Exercise ->
Please list every person whose own words appear inside quotation marks in the text on Dodger Stadium security.

[Supplied text]

Bratton said that this will be a long engagement with the Dodgers that will include a review of security policies at the stadium and at the parking lot. He said he will not only work with the analysis, but also the implementation.
Dodgers owner Frank McCourt said in a phone interview that Bratton was the most logical choice to review Dodgers security.
"Bill was an expert in public safety. He's one of the world's experts in that area, and he knows L.A. like the back of his hand," McCourt said.
Two witnesses to the beating of Giants fan Bryan Stow on opening day described the scene in the stadium parking lot.
"He was out from the punch," said Joe Lagano. "He hit the back of his head on the pavement and at that point the guy who attacked him came up and started kicking him."
The Santa Cruz resident was attacked by two suspects wearing Dodger gear. He remains in a medically induced coma.
"We knew it was bad, we saw the bleeding from his ears," said another witness, Dolores Donley, who was with Lagano. "It was bad."
Both witnesses said that when the assailants started pummeling Stow, Dodger security couldn't be found.
"It probably took about 10 to15 minutes before anybody from the stadium showed up," Lagano said. "It seemed like he was down forever."
In a news conference Thursday, Mayor Antonio Villaraigosa and LAPD Chief Charlie Beck tried to deflect criticism away from the Dodgers organization.
Beck said the LAPD has let the Dodgers handle their own security, but that will now be changing with a stepped-up police presence in and around the stadium.
"You're going to see a sea of blue, and it's not going to be Dodger blue," Beck said. "It's going to be LAPD blue."
Both the Mayor and Beck said they plan to bill the team for the extra officers. Though they didn't say how much that would be, they said the increased police presence will be substantial.
"This will be a game changer," Beck said. "People will be awed by the response of the L.A. Police Department to this because we will not suffer this as a city again."
Los Angeles resident Lelan Zales says he's not only worried about security inside the stadium, but also out on the streets and in the surrounding parks.
"A lot of people out here are drinking. I've seen them give citations to people for having alcohol in the park," Zales said.
Zales said he has lived in the community around Dodger Stadium for 30 years and says drinking is a problem in the area.
"It's just knuckleheads that are out of control," Zales said. "They beat a guy almost to death, for what?"
Bratton said alcohol consumption at games will be looked into.
"Unfortunately, alcohol often times is a contributing factor, a significant factor," Bratton said. "At the same time, you also have, unfortunately, a lot of knuckleheads out there who don't necessarily need the inducement of alcohol."
Some Los Angeles residents said they don't feel security is an issue.
"Occasionally, I've been called 'shaggy' walking past the traffic as they're getting out of the game, but I've never felt threatened," said Freddy Cristy of Los Angeles. "For the amount of people who are going past that street, most Dodger fans seem to actually be really polite."
There is a $100,000 reward for information that leads to the arrest of the suspects. According to a report in the Los Angeles Times, radio personality Tom Leykis said he was adding $50,000 to the reward.
Anyone with information is urged to call (877) LAPD-24-7.

[/Supplied text]
[Recorded information]

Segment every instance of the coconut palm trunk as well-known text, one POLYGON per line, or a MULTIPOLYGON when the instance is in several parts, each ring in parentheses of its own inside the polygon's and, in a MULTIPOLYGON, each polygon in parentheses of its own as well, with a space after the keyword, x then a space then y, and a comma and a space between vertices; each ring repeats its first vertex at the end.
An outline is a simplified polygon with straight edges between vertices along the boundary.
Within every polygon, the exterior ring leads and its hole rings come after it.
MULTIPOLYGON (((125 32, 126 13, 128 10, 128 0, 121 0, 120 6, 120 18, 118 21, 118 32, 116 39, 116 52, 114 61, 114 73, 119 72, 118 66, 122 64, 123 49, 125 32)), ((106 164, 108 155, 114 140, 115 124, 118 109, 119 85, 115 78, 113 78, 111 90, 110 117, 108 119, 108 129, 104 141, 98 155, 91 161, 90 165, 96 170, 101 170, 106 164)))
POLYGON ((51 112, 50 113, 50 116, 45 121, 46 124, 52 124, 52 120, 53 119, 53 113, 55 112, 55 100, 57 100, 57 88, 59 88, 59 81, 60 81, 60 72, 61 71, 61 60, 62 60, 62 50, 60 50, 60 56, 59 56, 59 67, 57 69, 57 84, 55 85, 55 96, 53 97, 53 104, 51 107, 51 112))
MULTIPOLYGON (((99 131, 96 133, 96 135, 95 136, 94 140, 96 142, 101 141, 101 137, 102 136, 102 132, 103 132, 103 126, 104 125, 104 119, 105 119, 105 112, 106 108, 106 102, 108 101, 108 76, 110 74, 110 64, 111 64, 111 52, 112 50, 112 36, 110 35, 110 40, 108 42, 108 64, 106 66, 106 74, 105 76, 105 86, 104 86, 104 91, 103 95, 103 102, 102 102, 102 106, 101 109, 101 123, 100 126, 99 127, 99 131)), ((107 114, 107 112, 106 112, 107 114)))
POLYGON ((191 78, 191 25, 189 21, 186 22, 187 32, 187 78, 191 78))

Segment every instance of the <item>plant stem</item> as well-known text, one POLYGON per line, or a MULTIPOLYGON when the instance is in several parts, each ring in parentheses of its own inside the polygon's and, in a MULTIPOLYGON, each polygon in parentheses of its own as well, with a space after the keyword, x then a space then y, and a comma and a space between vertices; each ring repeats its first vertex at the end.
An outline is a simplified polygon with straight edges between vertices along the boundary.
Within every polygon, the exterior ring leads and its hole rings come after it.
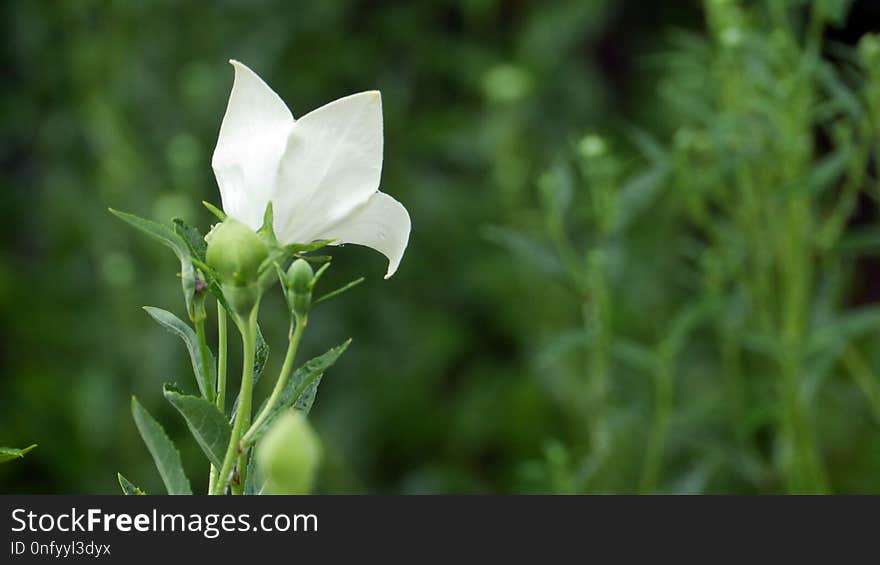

[/Recorded information]
[Recorded information]

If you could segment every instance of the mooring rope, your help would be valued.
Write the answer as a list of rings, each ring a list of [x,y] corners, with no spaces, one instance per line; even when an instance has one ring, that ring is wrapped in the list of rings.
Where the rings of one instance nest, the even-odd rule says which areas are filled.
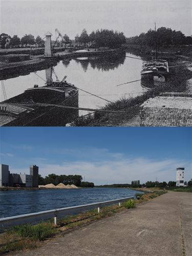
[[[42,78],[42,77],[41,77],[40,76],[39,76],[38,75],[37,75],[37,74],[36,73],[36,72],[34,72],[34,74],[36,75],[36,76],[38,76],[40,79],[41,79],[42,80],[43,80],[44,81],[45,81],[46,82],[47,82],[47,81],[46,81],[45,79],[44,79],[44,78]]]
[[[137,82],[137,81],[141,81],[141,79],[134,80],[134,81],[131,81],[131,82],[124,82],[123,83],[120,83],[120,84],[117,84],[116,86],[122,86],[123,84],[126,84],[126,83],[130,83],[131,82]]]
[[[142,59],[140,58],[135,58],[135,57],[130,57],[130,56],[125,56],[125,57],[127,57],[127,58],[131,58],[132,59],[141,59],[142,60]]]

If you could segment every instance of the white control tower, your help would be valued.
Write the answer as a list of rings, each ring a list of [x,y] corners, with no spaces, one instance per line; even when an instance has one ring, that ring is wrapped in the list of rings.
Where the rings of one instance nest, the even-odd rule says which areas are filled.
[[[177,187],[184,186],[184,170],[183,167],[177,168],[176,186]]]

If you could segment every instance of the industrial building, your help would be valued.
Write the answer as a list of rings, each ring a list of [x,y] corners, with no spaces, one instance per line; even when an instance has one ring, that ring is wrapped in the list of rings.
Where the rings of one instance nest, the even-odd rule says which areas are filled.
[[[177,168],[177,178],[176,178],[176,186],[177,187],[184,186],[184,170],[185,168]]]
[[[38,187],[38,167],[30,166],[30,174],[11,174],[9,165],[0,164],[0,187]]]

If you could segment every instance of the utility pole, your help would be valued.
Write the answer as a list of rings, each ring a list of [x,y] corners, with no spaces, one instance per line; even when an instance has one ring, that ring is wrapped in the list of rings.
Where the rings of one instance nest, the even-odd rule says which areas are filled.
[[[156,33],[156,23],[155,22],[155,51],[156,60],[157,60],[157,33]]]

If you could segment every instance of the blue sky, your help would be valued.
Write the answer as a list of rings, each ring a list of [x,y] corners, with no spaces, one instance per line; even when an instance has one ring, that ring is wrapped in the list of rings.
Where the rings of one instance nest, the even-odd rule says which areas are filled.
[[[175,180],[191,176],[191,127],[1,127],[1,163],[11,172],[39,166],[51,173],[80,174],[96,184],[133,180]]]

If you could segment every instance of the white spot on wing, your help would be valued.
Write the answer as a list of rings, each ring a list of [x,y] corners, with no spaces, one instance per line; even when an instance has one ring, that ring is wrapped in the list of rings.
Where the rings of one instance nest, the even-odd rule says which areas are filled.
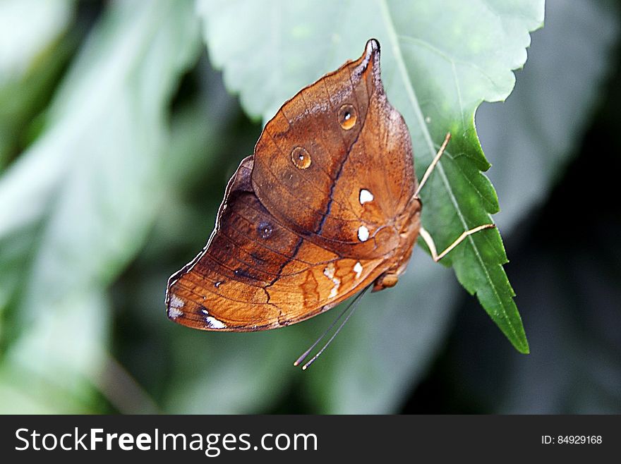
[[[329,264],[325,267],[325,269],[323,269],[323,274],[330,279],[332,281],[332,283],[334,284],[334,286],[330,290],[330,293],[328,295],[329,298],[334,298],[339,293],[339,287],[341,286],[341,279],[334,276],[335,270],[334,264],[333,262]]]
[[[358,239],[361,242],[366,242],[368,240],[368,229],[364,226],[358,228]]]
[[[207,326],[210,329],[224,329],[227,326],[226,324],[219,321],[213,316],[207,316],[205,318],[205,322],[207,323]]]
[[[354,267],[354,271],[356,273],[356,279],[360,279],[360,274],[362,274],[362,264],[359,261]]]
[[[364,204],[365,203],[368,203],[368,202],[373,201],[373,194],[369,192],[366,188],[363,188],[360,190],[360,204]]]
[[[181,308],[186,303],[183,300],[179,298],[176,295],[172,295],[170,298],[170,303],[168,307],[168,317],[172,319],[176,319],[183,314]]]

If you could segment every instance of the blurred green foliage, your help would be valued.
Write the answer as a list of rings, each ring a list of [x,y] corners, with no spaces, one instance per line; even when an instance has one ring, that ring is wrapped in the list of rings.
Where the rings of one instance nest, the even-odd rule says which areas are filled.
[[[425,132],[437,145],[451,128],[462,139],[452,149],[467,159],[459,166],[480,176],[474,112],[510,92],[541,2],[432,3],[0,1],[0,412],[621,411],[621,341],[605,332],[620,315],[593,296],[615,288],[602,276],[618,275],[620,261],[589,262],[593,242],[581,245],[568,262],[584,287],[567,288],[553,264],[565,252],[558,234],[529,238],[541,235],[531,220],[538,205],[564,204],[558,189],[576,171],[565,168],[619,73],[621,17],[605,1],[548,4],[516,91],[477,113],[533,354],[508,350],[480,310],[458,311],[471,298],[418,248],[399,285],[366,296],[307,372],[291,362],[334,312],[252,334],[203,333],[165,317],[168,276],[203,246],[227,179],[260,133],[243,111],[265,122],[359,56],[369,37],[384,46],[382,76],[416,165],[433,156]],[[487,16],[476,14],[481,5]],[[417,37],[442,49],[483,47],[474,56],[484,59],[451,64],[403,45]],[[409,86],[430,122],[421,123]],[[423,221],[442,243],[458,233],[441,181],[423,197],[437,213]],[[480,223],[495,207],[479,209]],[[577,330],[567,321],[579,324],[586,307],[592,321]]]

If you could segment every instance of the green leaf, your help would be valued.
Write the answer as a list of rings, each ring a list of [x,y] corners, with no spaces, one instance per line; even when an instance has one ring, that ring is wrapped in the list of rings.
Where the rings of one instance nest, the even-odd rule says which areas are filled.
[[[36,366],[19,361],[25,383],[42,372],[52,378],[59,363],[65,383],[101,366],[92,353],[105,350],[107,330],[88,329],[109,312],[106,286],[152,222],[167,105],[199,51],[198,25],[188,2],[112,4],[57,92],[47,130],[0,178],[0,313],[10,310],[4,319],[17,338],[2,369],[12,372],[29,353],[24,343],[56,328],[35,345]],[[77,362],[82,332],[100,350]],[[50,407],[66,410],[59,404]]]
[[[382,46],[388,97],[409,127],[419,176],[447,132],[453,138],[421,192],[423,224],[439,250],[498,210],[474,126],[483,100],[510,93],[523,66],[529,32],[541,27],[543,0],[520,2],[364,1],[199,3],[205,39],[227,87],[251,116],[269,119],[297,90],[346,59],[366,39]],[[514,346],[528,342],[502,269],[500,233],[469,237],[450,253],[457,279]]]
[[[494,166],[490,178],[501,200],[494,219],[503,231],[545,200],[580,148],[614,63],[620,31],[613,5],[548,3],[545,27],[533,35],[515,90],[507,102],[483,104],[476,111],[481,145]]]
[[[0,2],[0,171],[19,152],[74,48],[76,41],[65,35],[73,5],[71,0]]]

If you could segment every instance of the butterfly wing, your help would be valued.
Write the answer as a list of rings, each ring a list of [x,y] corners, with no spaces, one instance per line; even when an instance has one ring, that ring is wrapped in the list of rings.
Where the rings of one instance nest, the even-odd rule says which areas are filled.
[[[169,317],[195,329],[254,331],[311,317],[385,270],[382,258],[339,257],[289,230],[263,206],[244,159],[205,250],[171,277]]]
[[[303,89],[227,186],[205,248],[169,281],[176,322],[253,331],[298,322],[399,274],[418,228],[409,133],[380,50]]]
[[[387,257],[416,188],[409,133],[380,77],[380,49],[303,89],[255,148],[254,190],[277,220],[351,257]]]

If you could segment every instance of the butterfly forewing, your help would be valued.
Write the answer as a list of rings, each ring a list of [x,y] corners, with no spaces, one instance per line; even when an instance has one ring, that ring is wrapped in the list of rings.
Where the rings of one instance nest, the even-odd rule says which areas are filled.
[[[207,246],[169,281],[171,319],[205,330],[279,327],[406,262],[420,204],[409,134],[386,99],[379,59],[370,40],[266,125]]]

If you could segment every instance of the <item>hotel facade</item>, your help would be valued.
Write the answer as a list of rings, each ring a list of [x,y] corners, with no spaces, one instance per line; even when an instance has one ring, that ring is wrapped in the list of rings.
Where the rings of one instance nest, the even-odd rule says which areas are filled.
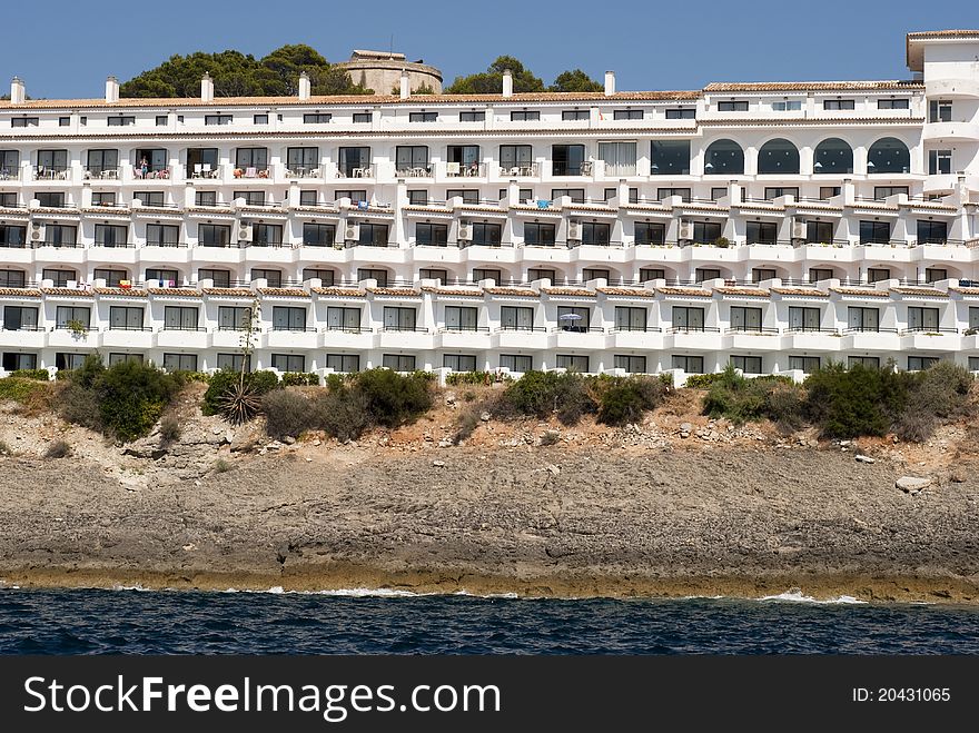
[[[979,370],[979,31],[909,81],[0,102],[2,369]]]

[/Recorded information]
[Recorded information]

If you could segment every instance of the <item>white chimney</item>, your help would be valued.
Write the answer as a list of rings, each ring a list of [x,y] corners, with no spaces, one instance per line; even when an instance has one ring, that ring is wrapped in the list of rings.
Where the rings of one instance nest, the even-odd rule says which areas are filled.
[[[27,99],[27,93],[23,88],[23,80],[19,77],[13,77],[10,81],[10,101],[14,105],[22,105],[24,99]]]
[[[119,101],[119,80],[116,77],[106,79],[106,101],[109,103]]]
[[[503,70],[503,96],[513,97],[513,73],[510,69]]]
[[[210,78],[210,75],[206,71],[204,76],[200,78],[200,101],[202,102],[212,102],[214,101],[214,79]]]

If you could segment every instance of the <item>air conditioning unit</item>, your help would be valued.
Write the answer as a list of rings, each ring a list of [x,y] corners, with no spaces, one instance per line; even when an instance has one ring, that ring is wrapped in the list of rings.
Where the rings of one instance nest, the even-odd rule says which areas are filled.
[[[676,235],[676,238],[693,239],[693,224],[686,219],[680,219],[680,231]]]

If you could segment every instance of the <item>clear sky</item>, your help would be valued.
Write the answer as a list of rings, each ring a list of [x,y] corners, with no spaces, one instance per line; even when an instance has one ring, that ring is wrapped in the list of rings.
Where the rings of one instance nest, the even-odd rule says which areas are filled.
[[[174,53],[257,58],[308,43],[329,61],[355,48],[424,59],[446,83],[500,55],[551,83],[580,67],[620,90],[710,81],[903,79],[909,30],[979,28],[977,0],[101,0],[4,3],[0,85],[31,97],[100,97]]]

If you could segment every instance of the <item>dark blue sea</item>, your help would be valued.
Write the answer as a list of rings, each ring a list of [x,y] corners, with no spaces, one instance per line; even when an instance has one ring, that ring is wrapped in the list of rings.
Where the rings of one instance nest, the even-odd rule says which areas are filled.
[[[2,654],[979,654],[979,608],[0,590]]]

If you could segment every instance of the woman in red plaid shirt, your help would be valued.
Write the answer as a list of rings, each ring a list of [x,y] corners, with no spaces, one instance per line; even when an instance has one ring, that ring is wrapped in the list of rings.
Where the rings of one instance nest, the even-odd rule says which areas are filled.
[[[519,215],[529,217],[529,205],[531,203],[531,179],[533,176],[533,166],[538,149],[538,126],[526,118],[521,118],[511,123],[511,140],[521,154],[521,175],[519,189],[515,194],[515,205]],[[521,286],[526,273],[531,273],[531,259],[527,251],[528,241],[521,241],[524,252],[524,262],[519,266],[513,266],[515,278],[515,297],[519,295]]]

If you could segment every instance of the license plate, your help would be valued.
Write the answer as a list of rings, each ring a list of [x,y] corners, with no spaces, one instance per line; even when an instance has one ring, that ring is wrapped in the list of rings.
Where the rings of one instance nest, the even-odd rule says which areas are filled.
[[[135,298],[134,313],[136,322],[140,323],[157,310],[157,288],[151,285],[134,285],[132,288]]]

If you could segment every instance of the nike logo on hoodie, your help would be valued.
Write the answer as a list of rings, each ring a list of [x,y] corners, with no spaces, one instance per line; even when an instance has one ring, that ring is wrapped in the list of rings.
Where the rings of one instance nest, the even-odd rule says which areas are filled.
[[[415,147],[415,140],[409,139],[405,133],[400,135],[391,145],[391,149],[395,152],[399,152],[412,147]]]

[/Recorded information]

Task solution ->
Frank McCourt, Joe Lagano, Dolores Donley, Charlie Beck, Lelan Zales, Bratton, Freddy Cristy